Written instruction :: Below, write out the lines of data from the one containing "Pinpoint gray pavement in the frame above." through the one containing "496;332;584;446", both included, without changing anything.

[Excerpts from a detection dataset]
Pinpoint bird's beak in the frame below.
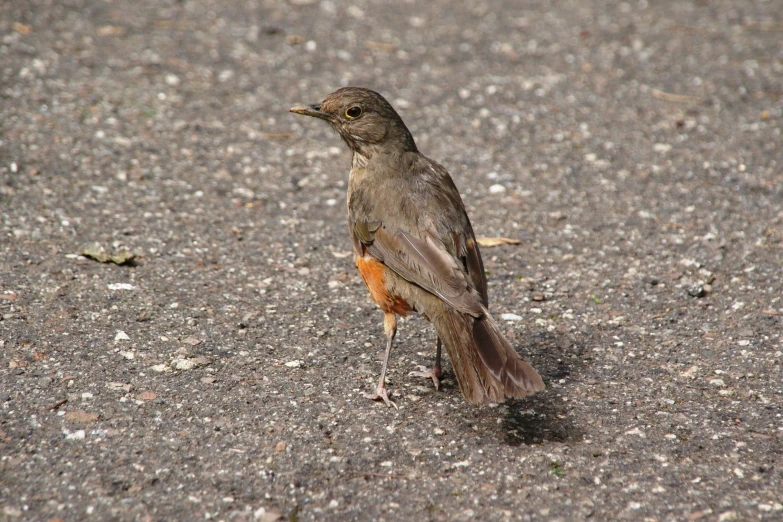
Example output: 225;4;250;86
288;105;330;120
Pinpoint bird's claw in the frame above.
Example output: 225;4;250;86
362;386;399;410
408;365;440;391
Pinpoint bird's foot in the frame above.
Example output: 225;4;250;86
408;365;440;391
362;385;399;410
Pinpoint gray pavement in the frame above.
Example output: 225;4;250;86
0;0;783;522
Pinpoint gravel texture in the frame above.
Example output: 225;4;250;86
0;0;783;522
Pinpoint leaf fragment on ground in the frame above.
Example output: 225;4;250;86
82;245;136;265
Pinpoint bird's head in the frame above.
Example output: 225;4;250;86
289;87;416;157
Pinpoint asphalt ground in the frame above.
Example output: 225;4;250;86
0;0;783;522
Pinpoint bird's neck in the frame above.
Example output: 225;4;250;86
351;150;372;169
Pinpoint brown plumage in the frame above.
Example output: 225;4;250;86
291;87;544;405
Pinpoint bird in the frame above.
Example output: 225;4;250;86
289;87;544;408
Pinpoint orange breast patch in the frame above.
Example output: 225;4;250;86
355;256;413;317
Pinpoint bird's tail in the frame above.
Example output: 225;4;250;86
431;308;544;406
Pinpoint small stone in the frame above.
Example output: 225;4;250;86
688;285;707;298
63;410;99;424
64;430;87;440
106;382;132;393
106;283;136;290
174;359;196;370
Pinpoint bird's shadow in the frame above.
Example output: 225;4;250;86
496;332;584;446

* * *

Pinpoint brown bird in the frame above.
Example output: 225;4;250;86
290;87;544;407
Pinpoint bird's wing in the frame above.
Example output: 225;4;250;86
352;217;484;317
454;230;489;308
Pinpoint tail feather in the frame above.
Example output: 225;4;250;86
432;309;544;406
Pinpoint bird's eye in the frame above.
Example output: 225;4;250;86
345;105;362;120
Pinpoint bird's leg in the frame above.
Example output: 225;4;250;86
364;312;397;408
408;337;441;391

Output below ::
Pinpoint gray pavement in the frame above.
Example output: 225;4;250;86
0;0;783;522
Pinpoint gravel texture in the frame above.
Example output: 225;4;250;86
0;0;783;522
Pinpoint leaf fragment on ground in the frame above.
Example output: 225;4;250;86
82;245;136;265
Pinpoint bird's head in the frame above.
Example output: 225;4;250;86
289;87;416;157
Pinpoint asphalt ground in the frame above.
Example output: 225;4;250;86
0;0;783;522
Pinpoint bird's neck in the frame above.
Example output: 225;4;250;86
351;150;372;169
Pinpoint brown plumage in the frame above.
Example output: 225;4;250;86
291;87;544;405
Pinpoint bird in the frame above.
Example output: 225;4;250;86
289;87;544;408
Pinpoint orange breast patch in the frame above.
Example output: 225;4;250;86
355;256;413;317
Pinpoint bird's tail in the frame above.
Example output: 225;4;250;86
431;308;544;406
Pinpoint small stone in the frame above.
Example output: 225;4;250;86
688;285;707;298
63;410;99;424
64;430;87;440
106;382;132;393
106;283;136;290
174;359;196;370
Pinpoint bird's shadow in the frame above.
Example output: 225;4;250;86
496;332;584;446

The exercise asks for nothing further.